(Records from a dataset)
★ ★ ★
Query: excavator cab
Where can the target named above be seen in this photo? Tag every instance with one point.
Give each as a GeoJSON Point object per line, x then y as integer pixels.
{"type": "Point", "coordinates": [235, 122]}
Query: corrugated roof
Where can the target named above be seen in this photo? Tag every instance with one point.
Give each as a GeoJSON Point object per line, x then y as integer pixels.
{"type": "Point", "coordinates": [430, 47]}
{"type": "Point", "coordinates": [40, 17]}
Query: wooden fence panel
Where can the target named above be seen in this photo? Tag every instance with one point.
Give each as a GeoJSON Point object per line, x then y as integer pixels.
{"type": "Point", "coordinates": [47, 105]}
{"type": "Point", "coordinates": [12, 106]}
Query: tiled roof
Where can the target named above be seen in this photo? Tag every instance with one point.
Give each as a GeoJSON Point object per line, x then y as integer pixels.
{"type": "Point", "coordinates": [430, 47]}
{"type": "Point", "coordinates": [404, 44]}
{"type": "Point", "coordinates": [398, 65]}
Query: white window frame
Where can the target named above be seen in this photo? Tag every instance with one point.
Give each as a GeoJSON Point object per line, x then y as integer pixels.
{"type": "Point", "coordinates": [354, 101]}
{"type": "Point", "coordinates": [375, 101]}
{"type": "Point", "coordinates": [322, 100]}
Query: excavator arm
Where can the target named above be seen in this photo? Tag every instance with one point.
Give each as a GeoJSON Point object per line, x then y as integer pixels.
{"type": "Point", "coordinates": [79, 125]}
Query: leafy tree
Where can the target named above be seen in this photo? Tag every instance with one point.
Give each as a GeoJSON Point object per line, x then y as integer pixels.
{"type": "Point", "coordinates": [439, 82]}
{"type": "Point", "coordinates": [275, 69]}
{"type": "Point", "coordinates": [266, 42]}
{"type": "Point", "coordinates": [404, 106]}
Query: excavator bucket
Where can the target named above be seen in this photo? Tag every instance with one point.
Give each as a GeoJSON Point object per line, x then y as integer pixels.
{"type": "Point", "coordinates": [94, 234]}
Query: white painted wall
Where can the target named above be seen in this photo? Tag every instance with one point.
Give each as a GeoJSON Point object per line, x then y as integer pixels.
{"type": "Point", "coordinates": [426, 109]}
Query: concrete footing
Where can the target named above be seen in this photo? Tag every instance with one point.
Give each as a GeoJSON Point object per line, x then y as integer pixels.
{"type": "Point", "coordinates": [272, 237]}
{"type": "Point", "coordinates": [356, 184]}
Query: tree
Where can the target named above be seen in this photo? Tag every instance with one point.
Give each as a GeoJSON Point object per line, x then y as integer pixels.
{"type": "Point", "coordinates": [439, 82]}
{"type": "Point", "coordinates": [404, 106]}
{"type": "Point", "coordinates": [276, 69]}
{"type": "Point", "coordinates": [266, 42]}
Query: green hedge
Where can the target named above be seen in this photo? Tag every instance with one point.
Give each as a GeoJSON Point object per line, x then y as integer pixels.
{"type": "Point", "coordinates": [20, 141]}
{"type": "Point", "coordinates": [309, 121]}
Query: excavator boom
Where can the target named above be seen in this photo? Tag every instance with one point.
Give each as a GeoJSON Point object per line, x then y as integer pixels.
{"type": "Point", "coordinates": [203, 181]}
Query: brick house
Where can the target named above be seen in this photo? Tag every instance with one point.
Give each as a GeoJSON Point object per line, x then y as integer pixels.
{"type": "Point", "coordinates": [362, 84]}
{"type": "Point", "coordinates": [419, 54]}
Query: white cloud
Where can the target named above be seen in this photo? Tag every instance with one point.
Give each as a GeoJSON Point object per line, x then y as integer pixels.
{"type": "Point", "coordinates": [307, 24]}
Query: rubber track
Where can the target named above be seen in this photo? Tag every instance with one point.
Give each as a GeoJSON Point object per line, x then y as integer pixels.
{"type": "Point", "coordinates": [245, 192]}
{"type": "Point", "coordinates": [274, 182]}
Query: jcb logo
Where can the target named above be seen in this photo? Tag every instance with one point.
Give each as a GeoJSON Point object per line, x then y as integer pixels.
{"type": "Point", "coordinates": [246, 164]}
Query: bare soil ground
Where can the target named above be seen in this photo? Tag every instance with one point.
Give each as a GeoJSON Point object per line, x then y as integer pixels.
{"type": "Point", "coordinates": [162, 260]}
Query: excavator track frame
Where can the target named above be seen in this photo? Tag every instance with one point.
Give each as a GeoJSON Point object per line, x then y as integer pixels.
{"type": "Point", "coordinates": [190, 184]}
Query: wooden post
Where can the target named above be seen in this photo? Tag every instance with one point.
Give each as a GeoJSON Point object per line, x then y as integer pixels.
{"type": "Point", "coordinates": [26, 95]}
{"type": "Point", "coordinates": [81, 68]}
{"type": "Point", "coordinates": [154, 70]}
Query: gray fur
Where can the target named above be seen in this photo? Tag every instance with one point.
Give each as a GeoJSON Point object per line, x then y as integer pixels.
★ ★ ★
● **The task**
Each line of the material should be echoed exactly.

● **Complete output**
Query: excavator cab
Where can the target named above be seen in this photo? Tag every instance with one point.
Give each as a GeoJSON Point object per line, x then y as integer pixels.
{"type": "Point", "coordinates": [235, 122]}
Query: corrugated roof
Where can the target named above be seen in this photo? Tag every instance with one point.
Give each as a GeoJSON Point object per line, x then y as integer pixels.
{"type": "Point", "coordinates": [430, 47]}
{"type": "Point", "coordinates": [40, 17]}
Query: wooden fence panel
Where can the target named above be seen in this photo? Tag every instance with one point.
Give each as a GeoJSON Point object per line, x then y as integer pixels.
{"type": "Point", "coordinates": [47, 105]}
{"type": "Point", "coordinates": [12, 106]}
Query: tiled roof
Where can the target named above be seen in this photo? Tag every instance with one point.
Give each as a GeoJSON Point object per line, x then y as integer pixels.
{"type": "Point", "coordinates": [430, 47]}
{"type": "Point", "coordinates": [404, 44]}
{"type": "Point", "coordinates": [398, 65]}
Query: white window frame
Where can the target named above be seen in this photo? Tag every instance with one point.
Give each as a GeoJSON Point object per line, x then y as integer pixels.
{"type": "Point", "coordinates": [354, 101]}
{"type": "Point", "coordinates": [375, 101]}
{"type": "Point", "coordinates": [322, 100]}
Query: excavator arm
Where can the target named above be seen in this photo? Tag every instance with one point.
Give each as a GeoJSON Point object per line, x then y as integer pixels.
{"type": "Point", "coordinates": [79, 125]}
Query: leafy tree
Where can the target named above be seen in this photo? Tag every instance with one point.
Give each as a GeoJSON Point object per line, x then y as integer pixels.
{"type": "Point", "coordinates": [439, 82]}
{"type": "Point", "coordinates": [275, 69]}
{"type": "Point", "coordinates": [266, 42]}
{"type": "Point", "coordinates": [404, 106]}
Query: excavator bucket
Where can the target named above be seen in this photo? Tag every instance with one point.
Give each as a GeoJSON Point object per line, x then y as integer pixels.
{"type": "Point", "coordinates": [94, 234]}
Query: white painted wall
Where can the target named above be seen in this photo? Tag every instance with one point.
Give each as a GeoJSON Point object per line, x then y as integer pixels.
{"type": "Point", "coordinates": [426, 109]}
Query: concrete footing
Where can the target named above be seen in this photo? Tag every instance with one point.
Give each as a GeoJSON Point object per line, x then y as integer pixels.
{"type": "Point", "coordinates": [272, 237]}
{"type": "Point", "coordinates": [356, 184]}
Query: tree
Where can the target named above be seen in this photo? Tag every instance with one point.
Give each as a GeoJSON Point object per line, x then y as integer pixels.
{"type": "Point", "coordinates": [439, 82]}
{"type": "Point", "coordinates": [404, 106]}
{"type": "Point", "coordinates": [276, 69]}
{"type": "Point", "coordinates": [266, 42]}
Query: green hedge
Where can the target named above be seen in this photo? Tag every instance with one point.
Give each as a GeoJSON Point object per line, x then y as integer pixels.
{"type": "Point", "coordinates": [20, 141]}
{"type": "Point", "coordinates": [309, 121]}
Query: excavator boom
Where can the target named above be seen in this photo? Tag every instance with one point.
Give each as a GeoJSON Point object per line, x then y as integer pixels.
{"type": "Point", "coordinates": [203, 181]}
Query: brick house
Where can the target named above be seen in this photo? Tag every instance with one point.
Give each as a GeoJSON Point object per line, x then y as integer pixels.
{"type": "Point", "coordinates": [362, 84]}
{"type": "Point", "coordinates": [419, 54]}
Query: white cloud
Where can the target named above be seen in this photo? Tag every instance with one point.
Give each as a GeoJSON Point object per line, x then y as integer pixels.
{"type": "Point", "coordinates": [307, 24]}
Query: rubber track
Where can the target named above be seen in this photo? Tag every instance with one point.
Give each as a GeoJSON Point object per line, x then y as integer pixels.
{"type": "Point", "coordinates": [245, 192]}
{"type": "Point", "coordinates": [274, 182]}
Query: jcb logo
Where can the target named above be seen in this photo? Tag every instance with one point.
Give each as a GeoJSON Point object per line, x then y as integer pixels.
{"type": "Point", "coordinates": [246, 164]}
Query: bare soil ground
Where can the target named above be seen in this photo? Tag every instance with one point.
Give each as a GeoJSON Point object per line, x then y as integer pixels.
{"type": "Point", "coordinates": [162, 260]}
Query: excavator track frame
Where can the target named above be seen in this photo? Tag every instance with one point.
Give each as a GeoJSON Point object per line, x then y as integer pixels.
{"type": "Point", "coordinates": [190, 184]}
Query: wooden post
Where can the target named above be seen in this photo? Tag every instance with one point.
Give each as a GeoJSON Point object per line, x then y as integer pixels.
{"type": "Point", "coordinates": [26, 95]}
{"type": "Point", "coordinates": [81, 68]}
{"type": "Point", "coordinates": [154, 70]}
Query: gray fur
Where can the target named above be seen in this photo? Tag every instance with one point.
Give each as a GeoJSON Point object per line, x then y as integer pixels.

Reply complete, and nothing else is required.